**WHAT IS ASKED:**
Copy out the stretch of rows below from the very first line through the line containing "pixel 481 5", keeping every line unchanged.

LISTING start

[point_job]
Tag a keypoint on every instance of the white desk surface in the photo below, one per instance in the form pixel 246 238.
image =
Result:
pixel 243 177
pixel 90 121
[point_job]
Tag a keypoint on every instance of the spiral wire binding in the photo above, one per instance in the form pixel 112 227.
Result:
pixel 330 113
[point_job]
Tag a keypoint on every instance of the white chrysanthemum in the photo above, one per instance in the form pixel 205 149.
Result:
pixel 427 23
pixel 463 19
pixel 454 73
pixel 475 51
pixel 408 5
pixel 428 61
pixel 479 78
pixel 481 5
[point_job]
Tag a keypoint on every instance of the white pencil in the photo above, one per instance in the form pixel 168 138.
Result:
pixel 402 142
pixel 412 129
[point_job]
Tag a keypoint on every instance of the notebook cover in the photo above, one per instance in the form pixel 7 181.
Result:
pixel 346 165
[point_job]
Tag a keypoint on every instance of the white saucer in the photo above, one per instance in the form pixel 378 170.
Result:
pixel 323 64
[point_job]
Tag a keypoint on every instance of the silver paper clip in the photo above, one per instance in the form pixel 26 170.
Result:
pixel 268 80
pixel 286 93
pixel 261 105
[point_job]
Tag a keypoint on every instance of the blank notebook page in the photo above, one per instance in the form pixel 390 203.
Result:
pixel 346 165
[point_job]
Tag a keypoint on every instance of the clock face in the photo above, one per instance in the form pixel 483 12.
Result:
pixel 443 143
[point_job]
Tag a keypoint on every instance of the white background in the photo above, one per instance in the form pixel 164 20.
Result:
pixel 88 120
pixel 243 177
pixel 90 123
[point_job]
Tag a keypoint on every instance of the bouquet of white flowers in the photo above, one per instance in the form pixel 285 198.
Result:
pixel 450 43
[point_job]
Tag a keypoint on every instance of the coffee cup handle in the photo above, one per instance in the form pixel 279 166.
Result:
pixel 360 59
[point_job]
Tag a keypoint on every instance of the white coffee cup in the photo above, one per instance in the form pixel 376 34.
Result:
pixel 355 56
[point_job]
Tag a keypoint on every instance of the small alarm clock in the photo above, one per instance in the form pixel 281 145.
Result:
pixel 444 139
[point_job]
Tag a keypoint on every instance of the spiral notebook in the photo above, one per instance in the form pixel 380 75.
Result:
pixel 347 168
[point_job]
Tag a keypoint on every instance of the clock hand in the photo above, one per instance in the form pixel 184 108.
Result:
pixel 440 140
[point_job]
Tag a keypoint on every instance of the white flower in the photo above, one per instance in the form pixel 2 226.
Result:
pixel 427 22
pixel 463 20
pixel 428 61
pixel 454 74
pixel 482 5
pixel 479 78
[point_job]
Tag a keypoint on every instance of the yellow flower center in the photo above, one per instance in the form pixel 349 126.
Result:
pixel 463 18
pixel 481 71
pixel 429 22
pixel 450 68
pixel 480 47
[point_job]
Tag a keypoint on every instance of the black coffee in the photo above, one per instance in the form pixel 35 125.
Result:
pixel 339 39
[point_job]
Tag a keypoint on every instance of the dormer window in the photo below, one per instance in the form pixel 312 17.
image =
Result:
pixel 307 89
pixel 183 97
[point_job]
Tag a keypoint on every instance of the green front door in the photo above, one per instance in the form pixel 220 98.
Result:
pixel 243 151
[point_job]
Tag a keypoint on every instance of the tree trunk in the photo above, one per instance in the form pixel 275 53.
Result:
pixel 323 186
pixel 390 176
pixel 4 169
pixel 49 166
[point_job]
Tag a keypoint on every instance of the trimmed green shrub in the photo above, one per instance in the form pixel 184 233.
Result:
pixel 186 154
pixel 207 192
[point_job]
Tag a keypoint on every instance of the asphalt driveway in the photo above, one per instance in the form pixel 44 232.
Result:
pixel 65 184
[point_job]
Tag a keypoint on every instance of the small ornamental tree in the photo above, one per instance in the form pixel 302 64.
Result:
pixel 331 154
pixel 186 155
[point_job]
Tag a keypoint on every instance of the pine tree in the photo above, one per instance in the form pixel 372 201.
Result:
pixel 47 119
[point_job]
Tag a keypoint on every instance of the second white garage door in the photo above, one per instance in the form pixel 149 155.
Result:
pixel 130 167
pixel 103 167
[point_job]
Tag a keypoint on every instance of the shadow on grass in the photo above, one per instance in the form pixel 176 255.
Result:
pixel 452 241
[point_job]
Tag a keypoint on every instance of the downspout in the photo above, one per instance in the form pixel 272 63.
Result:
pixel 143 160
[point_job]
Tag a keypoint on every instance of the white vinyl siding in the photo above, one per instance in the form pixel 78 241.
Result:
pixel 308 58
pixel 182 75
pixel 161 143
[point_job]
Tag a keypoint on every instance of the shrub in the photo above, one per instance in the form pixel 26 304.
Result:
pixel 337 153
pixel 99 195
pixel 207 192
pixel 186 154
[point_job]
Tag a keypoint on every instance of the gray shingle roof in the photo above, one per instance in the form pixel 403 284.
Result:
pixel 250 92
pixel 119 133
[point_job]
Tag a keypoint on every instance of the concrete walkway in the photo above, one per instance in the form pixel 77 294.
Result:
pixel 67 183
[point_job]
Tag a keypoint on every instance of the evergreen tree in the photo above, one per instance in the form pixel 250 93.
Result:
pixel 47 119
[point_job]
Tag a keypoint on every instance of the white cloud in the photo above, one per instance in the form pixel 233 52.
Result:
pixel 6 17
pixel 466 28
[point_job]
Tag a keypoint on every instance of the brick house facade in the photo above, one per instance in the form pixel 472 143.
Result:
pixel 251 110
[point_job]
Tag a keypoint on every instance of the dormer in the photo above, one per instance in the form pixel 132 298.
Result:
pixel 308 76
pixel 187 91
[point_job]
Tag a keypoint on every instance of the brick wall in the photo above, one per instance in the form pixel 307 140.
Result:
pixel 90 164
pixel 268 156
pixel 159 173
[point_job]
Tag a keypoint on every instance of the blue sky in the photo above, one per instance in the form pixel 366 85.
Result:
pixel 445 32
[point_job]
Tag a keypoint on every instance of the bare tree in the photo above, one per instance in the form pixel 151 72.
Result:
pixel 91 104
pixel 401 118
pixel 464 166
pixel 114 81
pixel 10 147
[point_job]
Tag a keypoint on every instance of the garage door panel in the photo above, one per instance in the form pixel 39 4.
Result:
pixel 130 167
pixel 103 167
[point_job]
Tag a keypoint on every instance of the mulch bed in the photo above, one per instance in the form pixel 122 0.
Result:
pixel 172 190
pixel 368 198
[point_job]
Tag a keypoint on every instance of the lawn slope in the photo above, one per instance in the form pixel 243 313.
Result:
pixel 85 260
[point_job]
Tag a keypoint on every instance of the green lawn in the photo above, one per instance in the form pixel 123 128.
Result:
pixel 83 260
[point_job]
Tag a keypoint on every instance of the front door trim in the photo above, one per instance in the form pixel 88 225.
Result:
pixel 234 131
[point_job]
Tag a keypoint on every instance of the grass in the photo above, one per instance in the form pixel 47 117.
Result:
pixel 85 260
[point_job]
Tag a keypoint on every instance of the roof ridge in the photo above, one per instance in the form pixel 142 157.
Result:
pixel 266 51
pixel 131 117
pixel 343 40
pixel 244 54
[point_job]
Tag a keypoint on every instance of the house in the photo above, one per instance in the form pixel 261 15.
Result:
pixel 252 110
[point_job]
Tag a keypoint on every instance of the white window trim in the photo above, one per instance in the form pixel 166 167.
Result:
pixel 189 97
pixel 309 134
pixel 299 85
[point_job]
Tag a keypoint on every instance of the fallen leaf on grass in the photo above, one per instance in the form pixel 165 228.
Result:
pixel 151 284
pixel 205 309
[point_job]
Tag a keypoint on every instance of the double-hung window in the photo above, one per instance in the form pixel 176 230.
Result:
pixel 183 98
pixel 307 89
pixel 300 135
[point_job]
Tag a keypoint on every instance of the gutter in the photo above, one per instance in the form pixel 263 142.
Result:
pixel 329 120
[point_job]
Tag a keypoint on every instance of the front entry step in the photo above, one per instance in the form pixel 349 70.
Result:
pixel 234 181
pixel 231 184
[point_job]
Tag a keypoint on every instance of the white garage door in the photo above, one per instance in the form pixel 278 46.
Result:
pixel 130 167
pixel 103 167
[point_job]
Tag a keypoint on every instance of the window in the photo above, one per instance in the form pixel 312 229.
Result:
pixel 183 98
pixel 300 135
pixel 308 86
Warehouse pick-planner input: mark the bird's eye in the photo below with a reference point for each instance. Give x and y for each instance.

LISTING end

**SOLUTION TO THIS EXERCISE:**
[point_job]
Tag a keypoint on every instance of the white desk surface in the photo below, one per instance in the form pixel 246 238.
image =
Result:
pixel 243 177
pixel 90 121
[point_job]
Tag a keypoint on every instance of the spiral wire binding in the photo above, one per instance in the form pixel 112 227.
Result:
pixel 330 113
[point_job]
Tag a keypoint on every instance of the white chrysanthemum in the photo above, one per instance in the form pixel 205 149.
Result:
pixel 427 23
pixel 463 19
pixel 454 73
pixel 475 51
pixel 408 5
pixel 428 61
pixel 479 78
pixel 481 5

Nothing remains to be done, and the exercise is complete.